### Document segment

Some new mnesia benchmarking results

Fri Nov 9 15:28:08 CET 2001

On Wed, 7 Nov 2001, Per Bergqvist wrote:

>Hi Sean,
>
>agree that mnesia is now getting ready for prime time as long
>as you have small records ;-). (Results are even more
>impressive on my little 1.7 GHz P4 Linux box )
>
>I have a nasty problem that I still haven't resolved. I you
>have more and larger records than you have available RAM the
>system will get on its knees.
>
>I have tried to use disk_only_copies but it after 1 hour it had
>only written ~1M records so I aborted it. This should be
>compared with the 15Krecords/sec i get with disk_copies.
>
>Does anyone have a solution on how to store 10Mx2K records with
>mnesia without buying 20GB RAM ?
>
>/Per

What are your access patterns like?

I have some ideas that I'm testing currently.

1. Dan and Håkan have written a module in mnesia called
   mnesia_frag.erl. It's wholly undocumented, except for the
   source, but it seems to work really well. The idea is that
   you can treat a number of regular mnesia tables as fragments
   of a larger table. Operations on the "base table" access
   the appropriate fragment based on a hashing function on
   the key. Fragments are distributed evenly across a pool
   of processors.

2. I have written (but not tested much yet) a modified
   mnesia_frag that also supports static distribution of
   fragments using a callback function to identify each
   fragment instead of using a hash.

3. One could imagine splitting a very large disc_only table
   into several smaller fragments, even on a single node
   system. This wouldn't be of much use if the fragments are
   replicated, and the application requires the tables to be
   fully synched before they can be used (I've found this to
   be a logical way to do things in real systems.) When synching
   replicas, mnesia will read all objects into memory and pass
   them to the other node in regular Erlang messages. This is
   done for one table at a time.

4. Onto my most recent experiment: I've modified mnesia to
   load a configurable number of tables in parallel. This
   gave particularly good results on many disc_only_copies
   (in one test, I reduced the startup time by half.)
   In combination with (3) above, this might be of some
   help to you. I also wouldn't mind assistance in verifying
   that my patch doesn't jeopardize stability.

As a side note, disc_only_copies shouldn't be read into memory,
but if they are replicated, they are. Mnesia will always copy the
entire table (the most current copy) to the other nodes, by
traversing the dets file and sending the objects to a receiver on
the other node (aggregated into 8K chunks). There is some
tremendous optimization potential here (perhaps the next
experiment, but it's a non-trivial problem to solve...)

/Uffe
(These are not official statements of the mnesia team. ;)
-- 
Ulf Wiger, Senior Specialist,
   / / /   Architecture & Design of Carrier-Class Software
  / / /    Strategic Product & System Management
 / / /     Ericsson Telecom AB, ATM Multiservice Networks

### Source excerpt
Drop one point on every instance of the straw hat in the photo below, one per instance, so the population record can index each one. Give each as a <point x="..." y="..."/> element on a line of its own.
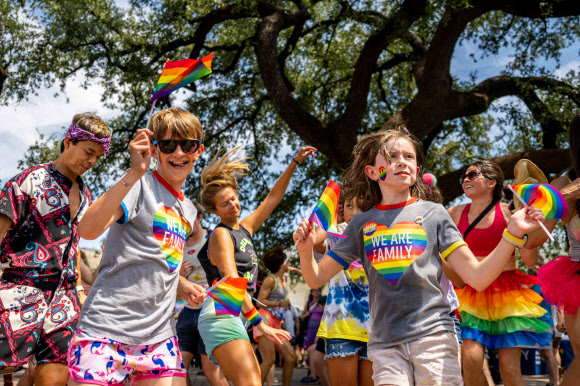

### Exercise requirements
(A) In the mnesia benchmarking post, what size chunks does mnesia aggregate objects into when it sends them to the other node?
(B) In the mnesia benchmarking post, list every numbered idea that the reply says the writer is testing, summing up each in one short line.
(C) Translate this sentence from the mnesia benchmarking post into German: "Fragments are distributed evenly across a pool of processors."

### Expected results
(A) 8K chunks.

(B)
1. Using mnesia_frag.erl to treat a number of regular mnesia tables as fragments of a larger table, with a hashing function on the key picking the fragment.
2. A modified mnesia_frag that supports static distribution of fragments, using a callback function to identify each fragment instead of a hash.
3. Splitting a very large disc_only table into several smaller fragments, even on a single-node system.
4. Modifying mnesia to load a configurable number of tables in parallel.

(C) Die Fragmente werden gleichmäßig auf einen Pool von Prozessoren verteilt.